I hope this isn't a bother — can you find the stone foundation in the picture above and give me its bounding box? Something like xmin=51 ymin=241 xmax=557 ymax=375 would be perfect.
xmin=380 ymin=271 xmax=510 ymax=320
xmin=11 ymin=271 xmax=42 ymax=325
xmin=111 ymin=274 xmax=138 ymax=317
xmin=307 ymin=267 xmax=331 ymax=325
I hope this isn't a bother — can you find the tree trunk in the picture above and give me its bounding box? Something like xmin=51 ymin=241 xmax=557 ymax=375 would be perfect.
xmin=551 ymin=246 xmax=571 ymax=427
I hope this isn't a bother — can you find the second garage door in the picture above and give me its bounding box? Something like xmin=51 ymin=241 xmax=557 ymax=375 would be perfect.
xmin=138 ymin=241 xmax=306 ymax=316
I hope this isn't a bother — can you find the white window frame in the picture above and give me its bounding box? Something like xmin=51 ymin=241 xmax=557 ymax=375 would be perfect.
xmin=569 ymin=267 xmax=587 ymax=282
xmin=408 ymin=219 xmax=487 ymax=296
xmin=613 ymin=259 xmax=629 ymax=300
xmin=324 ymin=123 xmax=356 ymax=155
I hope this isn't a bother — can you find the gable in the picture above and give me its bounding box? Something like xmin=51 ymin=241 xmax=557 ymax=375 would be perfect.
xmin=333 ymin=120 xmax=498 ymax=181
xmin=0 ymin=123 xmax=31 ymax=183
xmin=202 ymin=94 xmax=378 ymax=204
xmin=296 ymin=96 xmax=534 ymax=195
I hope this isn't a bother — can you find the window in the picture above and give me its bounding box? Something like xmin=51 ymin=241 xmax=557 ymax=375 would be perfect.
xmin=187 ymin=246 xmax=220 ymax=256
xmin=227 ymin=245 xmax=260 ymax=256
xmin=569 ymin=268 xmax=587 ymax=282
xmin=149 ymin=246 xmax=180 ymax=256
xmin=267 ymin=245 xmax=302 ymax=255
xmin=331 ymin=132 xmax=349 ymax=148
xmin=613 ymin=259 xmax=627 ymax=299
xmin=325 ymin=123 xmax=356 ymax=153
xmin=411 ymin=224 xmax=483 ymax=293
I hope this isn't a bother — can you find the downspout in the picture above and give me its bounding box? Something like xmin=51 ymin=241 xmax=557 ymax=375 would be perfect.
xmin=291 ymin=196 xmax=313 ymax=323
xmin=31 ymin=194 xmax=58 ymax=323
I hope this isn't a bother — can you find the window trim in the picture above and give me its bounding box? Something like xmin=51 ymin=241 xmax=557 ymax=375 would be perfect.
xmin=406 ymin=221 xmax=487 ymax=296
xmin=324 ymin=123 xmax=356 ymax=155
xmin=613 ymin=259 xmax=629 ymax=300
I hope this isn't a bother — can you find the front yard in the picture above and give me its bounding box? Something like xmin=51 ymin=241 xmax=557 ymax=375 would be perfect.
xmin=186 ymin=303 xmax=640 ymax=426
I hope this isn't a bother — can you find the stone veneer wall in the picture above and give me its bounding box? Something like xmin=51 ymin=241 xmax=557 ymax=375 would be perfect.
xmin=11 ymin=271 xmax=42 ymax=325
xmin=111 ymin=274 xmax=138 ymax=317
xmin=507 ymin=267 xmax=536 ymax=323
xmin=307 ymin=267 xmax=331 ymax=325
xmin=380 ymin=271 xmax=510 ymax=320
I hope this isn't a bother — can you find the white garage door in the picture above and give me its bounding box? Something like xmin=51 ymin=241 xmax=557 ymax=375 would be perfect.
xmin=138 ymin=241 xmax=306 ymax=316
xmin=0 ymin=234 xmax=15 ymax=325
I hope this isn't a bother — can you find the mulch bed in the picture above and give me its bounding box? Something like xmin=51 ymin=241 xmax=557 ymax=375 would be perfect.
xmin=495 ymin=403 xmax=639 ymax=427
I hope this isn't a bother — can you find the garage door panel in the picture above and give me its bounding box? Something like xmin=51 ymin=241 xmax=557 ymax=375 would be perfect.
+-------+
Copy out every one of the records above verbatim, with no changes to wording or punctuation.

◆ **ANSWER**:
I hope this isn't a bother — can you find the stone foundation in the picture above and give me its bounding box? Something like xmin=51 ymin=241 xmax=557 ymax=375 would be perfect.
xmin=380 ymin=271 xmax=510 ymax=320
xmin=11 ymin=271 xmax=42 ymax=325
xmin=111 ymin=274 xmax=138 ymax=317
xmin=307 ymin=267 xmax=331 ymax=325
I hope this isn't a bother — can you find the tree trunk in the picture above and give me its bounding box? Something like xmin=51 ymin=241 xmax=557 ymax=375 would be perfect.
xmin=551 ymin=246 xmax=571 ymax=427
I hope this isn't a bother — can you find the second garage door in the picture above and give me its bounding box? Something like xmin=51 ymin=241 xmax=557 ymax=375 would be perfect.
xmin=138 ymin=241 xmax=306 ymax=316
I hope this isn't a bother — can you find the white window frame in the picture above and give me its bounding box? Something like xmin=51 ymin=241 xmax=557 ymax=375 would be perfect.
xmin=569 ymin=267 xmax=587 ymax=282
xmin=408 ymin=219 xmax=487 ymax=296
xmin=613 ymin=259 xmax=629 ymax=300
xmin=324 ymin=123 xmax=356 ymax=155
I hope this isn't a bother — can you find the gable in the picture above and give me its bounding box? Something like xmin=51 ymin=241 xmax=557 ymax=375 would be perfect.
xmin=333 ymin=120 xmax=498 ymax=181
xmin=0 ymin=123 xmax=31 ymax=183
xmin=202 ymin=94 xmax=378 ymax=204
xmin=296 ymin=96 xmax=534 ymax=195
I hope this isn't a bother — can you find the window in the picture above and give me its bounding box? Something like xmin=51 ymin=241 xmax=557 ymax=375 would be perfect.
xmin=187 ymin=246 xmax=220 ymax=256
xmin=227 ymin=245 xmax=260 ymax=256
xmin=569 ymin=268 xmax=587 ymax=282
xmin=149 ymin=246 xmax=180 ymax=256
xmin=267 ymin=245 xmax=302 ymax=255
xmin=331 ymin=132 xmax=349 ymax=148
xmin=613 ymin=259 xmax=627 ymax=299
xmin=325 ymin=123 xmax=356 ymax=153
xmin=411 ymin=224 xmax=483 ymax=293
I hope this isn't a bother — can you find the downspout in the picture above and give me its bounding box? Something like xmin=51 ymin=241 xmax=557 ymax=375 would be perfect.
xmin=291 ymin=196 xmax=313 ymax=323
xmin=31 ymin=194 xmax=58 ymax=323
I hope this isn't a bother — can you find the window trim in the picture above and give me its bounding box? Something like xmin=51 ymin=241 xmax=557 ymax=375 would be perfect.
xmin=406 ymin=221 xmax=487 ymax=296
xmin=324 ymin=123 xmax=356 ymax=155
xmin=613 ymin=259 xmax=629 ymax=300
I hope this isn't a bother — can you find the front yard in the picture above and give me its bounding box? Something like xmin=51 ymin=241 xmax=557 ymax=375 would be perfect.
xmin=186 ymin=303 xmax=640 ymax=426
I hope this isn't a bother — can you find the stone veneer wall in the picture above and give me its bounding box? Something like xmin=51 ymin=241 xmax=557 ymax=375 would be perfect.
xmin=11 ymin=271 xmax=42 ymax=325
xmin=111 ymin=274 xmax=138 ymax=317
xmin=507 ymin=267 xmax=536 ymax=323
xmin=307 ymin=267 xmax=331 ymax=325
xmin=380 ymin=271 xmax=510 ymax=320
I hope this isn't a bother — can you find the white garage door in the picture above and give me its bounding box? Something like xmin=51 ymin=241 xmax=557 ymax=375 would be perfect.
xmin=138 ymin=241 xmax=306 ymax=316
xmin=0 ymin=234 xmax=15 ymax=325
I hope this isn't a bother — can you find the mulch bed in the picture above and give me its bounding box? Something like xmin=51 ymin=241 xmax=557 ymax=375 would be perfect.
xmin=495 ymin=403 xmax=639 ymax=427
I hope this isn't a bother — can you find the garage door panel in the picture above and give me its bounding box? Something like xmin=51 ymin=241 xmax=557 ymax=375 would be perfect.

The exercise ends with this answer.